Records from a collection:
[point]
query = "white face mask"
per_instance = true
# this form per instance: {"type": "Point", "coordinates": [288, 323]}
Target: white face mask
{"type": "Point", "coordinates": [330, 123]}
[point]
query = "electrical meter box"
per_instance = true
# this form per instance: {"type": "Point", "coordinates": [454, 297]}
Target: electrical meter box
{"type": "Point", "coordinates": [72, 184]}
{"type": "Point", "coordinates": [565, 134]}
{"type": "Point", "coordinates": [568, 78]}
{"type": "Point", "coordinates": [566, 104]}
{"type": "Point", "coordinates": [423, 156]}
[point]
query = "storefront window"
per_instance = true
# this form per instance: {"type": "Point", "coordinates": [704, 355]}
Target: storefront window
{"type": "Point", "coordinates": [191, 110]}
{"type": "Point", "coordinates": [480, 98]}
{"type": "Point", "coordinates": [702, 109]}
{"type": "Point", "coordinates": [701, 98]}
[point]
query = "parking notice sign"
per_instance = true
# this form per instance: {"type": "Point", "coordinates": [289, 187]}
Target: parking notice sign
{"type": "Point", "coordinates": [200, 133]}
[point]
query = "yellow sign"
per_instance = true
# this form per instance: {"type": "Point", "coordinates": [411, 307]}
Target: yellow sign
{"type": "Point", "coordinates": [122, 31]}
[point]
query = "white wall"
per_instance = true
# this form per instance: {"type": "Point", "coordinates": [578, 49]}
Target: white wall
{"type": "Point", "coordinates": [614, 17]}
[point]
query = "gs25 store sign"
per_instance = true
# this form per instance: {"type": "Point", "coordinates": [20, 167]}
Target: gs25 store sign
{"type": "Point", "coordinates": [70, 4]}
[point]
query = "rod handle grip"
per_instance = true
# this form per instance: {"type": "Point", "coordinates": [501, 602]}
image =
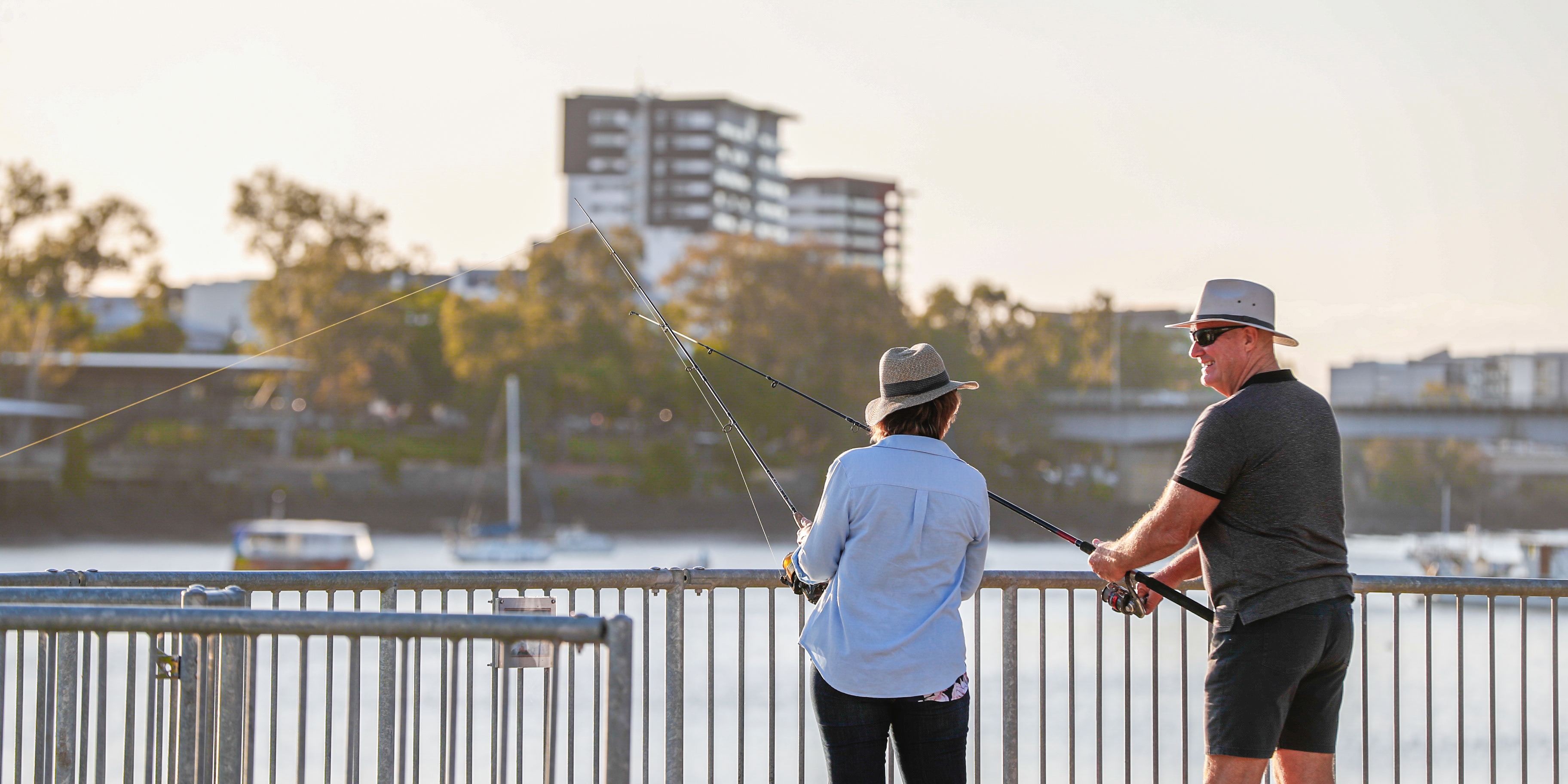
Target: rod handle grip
{"type": "Point", "coordinates": [1176, 597]}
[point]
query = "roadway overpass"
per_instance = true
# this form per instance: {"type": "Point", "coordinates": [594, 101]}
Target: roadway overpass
{"type": "Point", "coordinates": [1159, 419]}
{"type": "Point", "coordinates": [1145, 432]}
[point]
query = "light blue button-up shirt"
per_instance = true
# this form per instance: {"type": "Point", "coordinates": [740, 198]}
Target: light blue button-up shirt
{"type": "Point", "coordinates": [902, 534]}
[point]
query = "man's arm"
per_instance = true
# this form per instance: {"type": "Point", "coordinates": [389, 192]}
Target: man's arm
{"type": "Point", "coordinates": [1164, 530]}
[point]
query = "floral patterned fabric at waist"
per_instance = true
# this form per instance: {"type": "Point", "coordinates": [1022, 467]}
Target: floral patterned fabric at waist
{"type": "Point", "coordinates": [951, 694]}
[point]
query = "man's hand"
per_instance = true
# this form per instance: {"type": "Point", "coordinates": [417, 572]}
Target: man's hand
{"type": "Point", "coordinates": [1150, 598]}
{"type": "Point", "coordinates": [802, 529]}
{"type": "Point", "coordinates": [1106, 562]}
{"type": "Point", "coordinates": [1180, 570]}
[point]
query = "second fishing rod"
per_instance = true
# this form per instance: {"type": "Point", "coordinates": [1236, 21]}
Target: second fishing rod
{"type": "Point", "coordinates": [1087, 548]}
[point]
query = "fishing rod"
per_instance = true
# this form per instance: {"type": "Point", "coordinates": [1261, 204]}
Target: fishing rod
{"type": "Point", "coordinates": [1087, 548]}
{"type": "Point", "coordinates": [726, 421]}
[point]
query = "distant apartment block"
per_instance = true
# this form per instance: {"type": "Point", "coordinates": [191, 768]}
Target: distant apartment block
{"type": "Point", "coordinates": [1442, 380]}
{"type": "Point", "coordinates": [860, 218]}
{"type": "Point", "coordinates": [673, 170]}
{"type": "Point", "coordinates": [215, 314]}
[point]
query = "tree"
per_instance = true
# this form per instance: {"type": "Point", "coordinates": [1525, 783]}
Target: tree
{"type": "Point", "coordinates": [796, 312]}
{"type": "Point", "coordinates": [562, 325]}
{"type": "Point", "coordinates": [331, 263]}
{"type": "Point", "coordinates": [156, 331]}
{"type": "Point", "coordinates": [49, 254]}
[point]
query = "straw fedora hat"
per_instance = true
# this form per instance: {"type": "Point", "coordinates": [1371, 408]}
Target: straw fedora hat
{"type": "Point", "coordinates": [912, 375]}
{"type": "Point", "coordinates": [1239, 303]}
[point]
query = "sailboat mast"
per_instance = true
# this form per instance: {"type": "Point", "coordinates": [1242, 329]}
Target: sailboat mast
{"type": "Point", "coordinates": [513, 455]}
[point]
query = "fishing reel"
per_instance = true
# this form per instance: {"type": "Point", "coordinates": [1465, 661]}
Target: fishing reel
{"type": "Point", "coordinates": [1123, 597]}
{"type": "Point", "coordinates": [791, 579]}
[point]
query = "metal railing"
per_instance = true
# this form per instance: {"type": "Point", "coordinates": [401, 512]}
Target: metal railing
{"type": "Point", "coordinates": [201, 694]}
{"type": "Point", "coordinates": [1062, 690]}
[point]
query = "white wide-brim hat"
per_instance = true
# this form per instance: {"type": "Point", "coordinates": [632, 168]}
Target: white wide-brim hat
{"type": "Point", "coordinates": [1239, 303]}
{"type": "Point", "coordinates": [912, 375]}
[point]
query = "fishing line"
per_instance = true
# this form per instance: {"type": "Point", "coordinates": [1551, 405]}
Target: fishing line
{"type": "Point", "coordinates": [270, 350]}
{"type": "Point", "coordinates": [1087, 548]}
{"type": "Point", "coordinates": [726, 421]}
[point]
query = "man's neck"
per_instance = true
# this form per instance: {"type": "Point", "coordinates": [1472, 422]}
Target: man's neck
{"type": "Point", "coordinates": [1260, 364]}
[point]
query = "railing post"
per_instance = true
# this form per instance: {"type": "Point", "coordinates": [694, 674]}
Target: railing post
{"type": "Point", "coordinates": [233, 716]}
{"type": "Point", "coordinates": [192, 661]}
{"type": "Point", "coordinates": [675, 678]}
{"type": "Point", "coordinates": [619, 701]}
{"type": "Point", "coordinates": [67, 708]}
{"type": "Point", "coordinates": [1009, 684]}
{"type": "Point", "coordinates": [233, 708]}
{"type": "Point", "coordinates": [386, 697]}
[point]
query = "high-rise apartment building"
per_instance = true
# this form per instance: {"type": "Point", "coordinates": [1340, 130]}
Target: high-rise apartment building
{"type": "Point", "coordinates": [860, 218]}
{"type": "Point", "coordinates": [675, 168]}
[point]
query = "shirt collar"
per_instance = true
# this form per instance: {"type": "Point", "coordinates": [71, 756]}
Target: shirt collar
{"type": "Point", "coordinates": [918, 444]}
{"type": "Point", "coordinates": [1271, 377]}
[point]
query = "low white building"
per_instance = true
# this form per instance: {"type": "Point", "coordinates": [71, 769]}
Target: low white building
{"type": "Point", "coordinates": [218, 312]}
{"type": "Point", "coordinates": [1442, 380]}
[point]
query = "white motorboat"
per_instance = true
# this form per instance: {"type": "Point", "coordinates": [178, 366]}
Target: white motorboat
{"type": "Point", "coordinates": [578, 539]}
{"type": "Point", "coordinates": [1492, 554]}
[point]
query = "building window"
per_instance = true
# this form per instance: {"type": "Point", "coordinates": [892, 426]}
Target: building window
{"type": "Point", "coordinates": [692, 142]}
{"type": "Point", "coordinates": [687, 189]}
{"type": "Point", "coordinates": [733, 156]}
{"type": "Point", "coordinates": [772, 211]}
{"type": "Point", "coordinates": [690, 167]}
{"type": "Point", "coordinates": [868, 206]}
{"type": "Point", "coordinates": [609, 118]}
{"type": "Point", "coordinates": [733, 181]}
{"type": "Point", "coordinates": [769, 231]}
{"type": "Point", "coordinates": [687, 212]}
{"type": "Point", "coordinates": [694, 120]}
{"type": "Point", "coordinates": [772, 190]}
{"type": "Point", "coordinates": [607, 165]}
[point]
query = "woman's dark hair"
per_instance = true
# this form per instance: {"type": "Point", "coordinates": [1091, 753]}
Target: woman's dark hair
{"type": "Point", "coordinates": [929, 419]}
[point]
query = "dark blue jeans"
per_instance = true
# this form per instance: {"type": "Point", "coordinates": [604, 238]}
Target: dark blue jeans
{"type": "Point", "coordinates": [931, 736]}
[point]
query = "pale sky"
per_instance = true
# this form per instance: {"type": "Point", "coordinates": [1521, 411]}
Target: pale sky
{"type": "Point", "coordinates": [1398, 172]}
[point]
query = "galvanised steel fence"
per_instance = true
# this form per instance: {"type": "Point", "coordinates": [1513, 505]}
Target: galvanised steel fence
{"type": "Point", "coordinates": [96, 689]}
{"type": "Point", "coordinates": [1452, 680]}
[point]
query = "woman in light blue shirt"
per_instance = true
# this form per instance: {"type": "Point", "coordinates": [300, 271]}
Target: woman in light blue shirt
{"type": "Point", "coordinates": [900, 540]}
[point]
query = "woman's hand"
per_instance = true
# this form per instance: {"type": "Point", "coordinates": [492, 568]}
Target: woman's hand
{"type": "Point", "coordinates": [802, 529]}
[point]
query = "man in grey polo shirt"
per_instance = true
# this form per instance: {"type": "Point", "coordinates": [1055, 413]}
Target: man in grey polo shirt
{"type": "Point", "coordinates": [1260, 487]}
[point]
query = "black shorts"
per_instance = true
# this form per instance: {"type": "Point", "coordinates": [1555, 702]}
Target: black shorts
{"type": "Point", "coordinates": [1277, 683]}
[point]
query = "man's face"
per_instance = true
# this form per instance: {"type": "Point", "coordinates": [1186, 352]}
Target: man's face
{"type": "Point", "coordinates": [1225, 360]}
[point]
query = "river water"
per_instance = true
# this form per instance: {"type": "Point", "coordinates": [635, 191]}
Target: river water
{"type": "Point", "coordinates": [1100, 692]}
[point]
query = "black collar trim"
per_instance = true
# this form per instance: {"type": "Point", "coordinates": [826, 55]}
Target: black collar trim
{"type": "Point", "coordinates": [1271, 377]}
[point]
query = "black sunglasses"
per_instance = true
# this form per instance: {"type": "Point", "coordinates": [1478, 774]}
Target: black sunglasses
{"type": "Point", "coordinates": [1210, 334]}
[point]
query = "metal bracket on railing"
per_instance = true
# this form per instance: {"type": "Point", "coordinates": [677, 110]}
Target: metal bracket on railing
{"type": "Point", "coordinates": [684, 578]}
{"type": "Point", "coordinates": [203, 597]}
{"type": "Point", "coordinates": [73, 578]}
{"type": "Point", "coordinates": [167, 667]}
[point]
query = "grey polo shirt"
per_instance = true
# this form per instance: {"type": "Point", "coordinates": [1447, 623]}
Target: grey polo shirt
{"type": "Point", "coordinates": [1277, 540]}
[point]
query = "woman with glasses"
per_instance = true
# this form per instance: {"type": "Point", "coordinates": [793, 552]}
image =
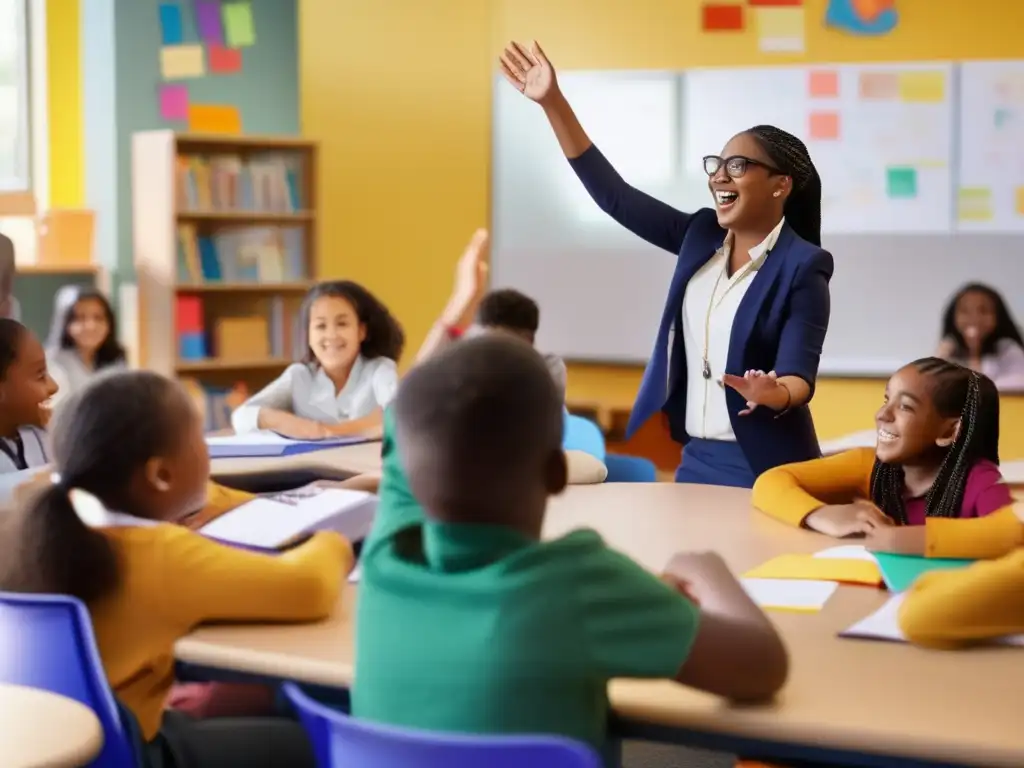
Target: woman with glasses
{"type": "Point", "coordinates": [737, 351]}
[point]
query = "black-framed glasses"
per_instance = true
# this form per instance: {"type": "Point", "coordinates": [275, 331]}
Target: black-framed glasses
{"type": "Point", "coordinates": [735, 166]}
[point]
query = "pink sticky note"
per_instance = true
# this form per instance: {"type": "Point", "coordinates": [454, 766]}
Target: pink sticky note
{"type": "Point", "coordinates": [174, 101]}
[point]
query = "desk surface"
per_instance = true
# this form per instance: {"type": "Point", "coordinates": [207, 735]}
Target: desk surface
{"type": "Point", "coordinates": [39, 728]}
{"type": "Point", "coordinates": [843, 694]}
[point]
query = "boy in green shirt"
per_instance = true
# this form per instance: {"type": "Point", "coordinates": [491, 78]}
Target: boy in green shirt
{"type": "Point", "coordinates": [467, 622]}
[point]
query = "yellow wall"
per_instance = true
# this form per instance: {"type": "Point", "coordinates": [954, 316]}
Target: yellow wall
{"type": "Point", "coordinates": [399, 93]}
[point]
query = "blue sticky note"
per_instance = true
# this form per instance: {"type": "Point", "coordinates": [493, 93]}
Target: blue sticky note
{"type": "Point", "coordinates": [171, 28]}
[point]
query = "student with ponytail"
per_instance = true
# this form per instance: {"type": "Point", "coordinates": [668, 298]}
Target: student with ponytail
{"type": "Point", "coordinates": [937, 458]}
{"type": "Point", "coordinates": [131, 462]}
{"type": "Point", "coordinates": [750, 292]}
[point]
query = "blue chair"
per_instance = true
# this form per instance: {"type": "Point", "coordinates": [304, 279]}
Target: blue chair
{"type": "Point", "coordinates": [630, 469]}
{"type": "Point", "coordinates": [583, 434]}
{"type": "Point", "coordinates": [341, 741]}
{"type": "Point", "coordinates": [47, 643]}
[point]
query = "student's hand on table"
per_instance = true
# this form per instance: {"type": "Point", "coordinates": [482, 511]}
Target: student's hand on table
{"type": "Point", "coordinates": [903, 540]}
{"type": "Point", "coordinates": [528, 71]}
{"type": "Point", "coordinates": [841, 520]}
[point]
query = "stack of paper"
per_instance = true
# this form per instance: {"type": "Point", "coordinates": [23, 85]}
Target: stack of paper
{"type": "Point", "coordinates": [270, 522]}
{"type": "Point", "coordinates": [264, 443]}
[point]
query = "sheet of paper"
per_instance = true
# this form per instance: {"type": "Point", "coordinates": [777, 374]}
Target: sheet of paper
{"type": "Point", "coordinates": [786, 594]}
{"type": "Point", "coordinates": [181, 61]}
{"type": "Point", "coordinates": [884, 625]}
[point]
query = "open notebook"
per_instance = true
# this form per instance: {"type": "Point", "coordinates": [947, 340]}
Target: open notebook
{"type": "Point", "coordinates": [270, 522]}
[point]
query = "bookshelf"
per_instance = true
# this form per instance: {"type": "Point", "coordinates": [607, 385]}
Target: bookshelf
{"type": "Point", "coordinates": [224, 237]}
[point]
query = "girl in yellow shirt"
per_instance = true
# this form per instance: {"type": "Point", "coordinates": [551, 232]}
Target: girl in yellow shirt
{"type": "Point", "coordinates": [134, 441]}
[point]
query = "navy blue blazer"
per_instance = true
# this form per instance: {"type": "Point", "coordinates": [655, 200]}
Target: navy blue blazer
{"type": "Point", "coordinates": [780, 324]}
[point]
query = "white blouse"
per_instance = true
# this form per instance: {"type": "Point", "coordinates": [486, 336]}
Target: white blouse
{"type": "Point", "coordinates": [309, 393]}
{"type": "Point", "coordinates": [710, 305]}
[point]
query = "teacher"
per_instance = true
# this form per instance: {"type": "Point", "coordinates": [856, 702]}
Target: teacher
{"type": "Point", "coordinates": [738, 346]}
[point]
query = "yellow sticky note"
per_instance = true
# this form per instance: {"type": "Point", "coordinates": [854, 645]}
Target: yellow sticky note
{"type": "Point", "coordinates": [214, 119]}
{"type": "Point", "coordinates": [180, 61]}
{"type": "Point", "coordinates": [923, 86]}
{"type": "Point", "coordinates": [239, 29]}
{"type": "Point", "coordinates": [818, 568]}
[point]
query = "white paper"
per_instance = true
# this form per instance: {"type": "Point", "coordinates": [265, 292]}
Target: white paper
{"type": "Point", "coordinates": [790, 594]}
{"type": "Point", "coordinates": [884, 625]}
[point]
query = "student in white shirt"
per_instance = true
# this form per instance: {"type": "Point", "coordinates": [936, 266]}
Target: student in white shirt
{"type": "Point", "coordinates": [83, 339]}
{"type": "Point", "coordinates": [26, 388]}
{"type": "Point", "coordinates": [347, 376]}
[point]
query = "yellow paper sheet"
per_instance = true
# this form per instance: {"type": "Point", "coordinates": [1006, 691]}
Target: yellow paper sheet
{"type": "Point", "coordinates": [818, 568]}
{"type": "Point", "coordinates": [214, 119]}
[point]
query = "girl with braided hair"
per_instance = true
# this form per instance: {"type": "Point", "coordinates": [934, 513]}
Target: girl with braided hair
{"type": "Point", "coordinates": [937, 457]}
{"type": "Point", "coordinates": [750, 293]}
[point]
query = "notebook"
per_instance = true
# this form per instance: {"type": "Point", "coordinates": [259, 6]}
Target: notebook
{"type": "Point", "coordinates": [884, 625]}
{"type": "Point", "coordinates": [266, 443]}
{"type": "Point", "coordinates": [273, 521]}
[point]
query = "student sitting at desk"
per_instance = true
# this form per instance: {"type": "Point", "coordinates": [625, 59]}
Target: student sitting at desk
{"type": "Point", "coordinates": [468, 622]}
{"type": "Point", "coordinates": [937, 457]}
{"type": "Point", "coordinates": [979, 332]}
{"type": "Point", "coordinates": [134, 442]}
{"type": "Point", "coordinates": [347, 374]}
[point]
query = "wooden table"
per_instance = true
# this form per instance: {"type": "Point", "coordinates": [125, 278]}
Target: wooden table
{"type": "Point", "coordinates": [851, 698]}
{"type": "Point", "coordinates": [42, 729]}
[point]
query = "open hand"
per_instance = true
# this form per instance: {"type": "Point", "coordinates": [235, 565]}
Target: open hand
{"type": "Point", "coordinates": [757, 387]}
{"type": "Point", "coordinates": [841, 520]}
{"type": "Point", "coordinates": [529, 72]}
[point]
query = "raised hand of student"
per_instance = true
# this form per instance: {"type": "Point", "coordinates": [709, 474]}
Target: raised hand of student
{"type": "Point", "coordinates": [528, 71]}
{"type": "Point", "coordinates": [840, 520]}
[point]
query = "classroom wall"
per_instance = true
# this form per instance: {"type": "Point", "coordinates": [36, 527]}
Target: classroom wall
{"type": "Point", "coordinates": [400, 98]}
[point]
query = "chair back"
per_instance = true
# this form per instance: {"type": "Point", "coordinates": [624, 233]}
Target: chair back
{"type": "Point", "coordinates": [583, 434]}
{"type": "Point", "coordinates": [341, 741]}
{"type": "Point", "coordinates": [48, 644]}
{"type": "Point", "coordinates": [630, 469]}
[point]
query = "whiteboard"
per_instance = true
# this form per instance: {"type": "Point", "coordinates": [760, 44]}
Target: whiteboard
{"type": "Point", "coordinates": [881, 135]}
{"type": "Point", "coordinates": [990, 192]}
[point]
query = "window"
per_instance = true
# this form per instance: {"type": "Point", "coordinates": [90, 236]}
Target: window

### What is asked
Show each line of the entries above that contains the word "grip".

### Right answer
query = "rod handle grip"
Target: rod handle grip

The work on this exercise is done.